== Document passage ==
Emu Oil Research Summaries
The following are several emu oil research summaries that have been conducted by various universities, hospitals and research teams.
Fatty Acid Analysis of Emu Oil:
(AEA funded study, 1994) By: Dr. Paul Smith, Dr. Margaret Craig-Schmidt, Amanda Brown at Auburn University.
Analysis of fatty acids in emu oil reveals that it contains approximately 70% unsaturated fatty acids. The major fatty acid found in emu oil is oleic acid, which is mono- unsaturated and which comprises over 40% of the total fatty acid content. Emu oil also contains both of the two essential fatty acids (EFA's) which are important to human health: 20% linoleic, and 1 - 2% alpha-linolenic acid.
Emu Oil Comedogenicity Testing:
(Study done for E.R.I., 1993) By: Department of Dermatology, at University of Texas Medical School, Houston.
Testing emu oil in concentrations of 25%, 75% and 100% shows that emu oil in concentrations of up to 100% is non-comedogenic, i.e. it does not clog the pores of the skin.

== Given information ==
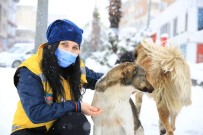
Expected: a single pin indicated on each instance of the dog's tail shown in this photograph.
(172, 73)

== Assignment 1 ==
In the emu oil research summaries, why are linoleic and alpha-linolenic acid singled out from the other fatty acids in emu oil? Answer in one to three sentences.
== Assignment 2 ==
According to the emu oil research summaries, roughly what share of the fatty acids in emu oil is unsaturated?
== Assignment 3 ==
Continue the emu oil research summaries from the point where the text stops.

== Task response 1 ==
They are singled out because they are the two essential fatty acids (EFA's) that are important to human health. Emu oil contains both of them: 20% linoleic and 1 - 2% alpha-linolenic acid.

== Task response 2 ==
Approximately 70%.

== Task response 3 ==
Moisturizing and Cosmetic Properties of Emu Oil:
A Double Blind Study (1994). By: Dr. Alexander Zemtsov, Indiana University School of Medicine: Dr. Monica Gaddis, Ball Memorial Hospital; and Dr. Victor Montalvo-Lugo, Ball Memorial Hospital.
Eleven human subjects took part in a double-blind clinical study which compared emu oil with mineral oil in texture, skin permeability and moisturizing properties, as well as comedogenicity and irritability to the skin. No irritation to the skin was observed with either oil. However, comedogenicity of emu oil was significantly lower than that of mineral oil, and all subjects stated a unanimous preference for emu oil.
Composition of Emu Oil:
The Micro View (1997) By: Dr. Leigh Hopkins, AEA Oil Standards Team.
When compared with human skin oil, the fatty acid composition of emu oil is found to be quite similar. In both types of oil, mono-unsaturated oleic acid is the most prevalent fatty acid, followed by palmitic acid, then linoleic acid, which is an EFA (essential fatty acid). This similarity may be one of the factors enabling emu oil to have such a positive action on human skin.
Experimental Study to Determine the Anti-Arthritic Activity of a New Emu Oil Formulation:
(EMMP) (1993) By: Dr. Peter Ghosh at Royal North Shore Hospital of Sydney, Australia and Dr. Michael Whitehouse at University of Adelaide, Australia.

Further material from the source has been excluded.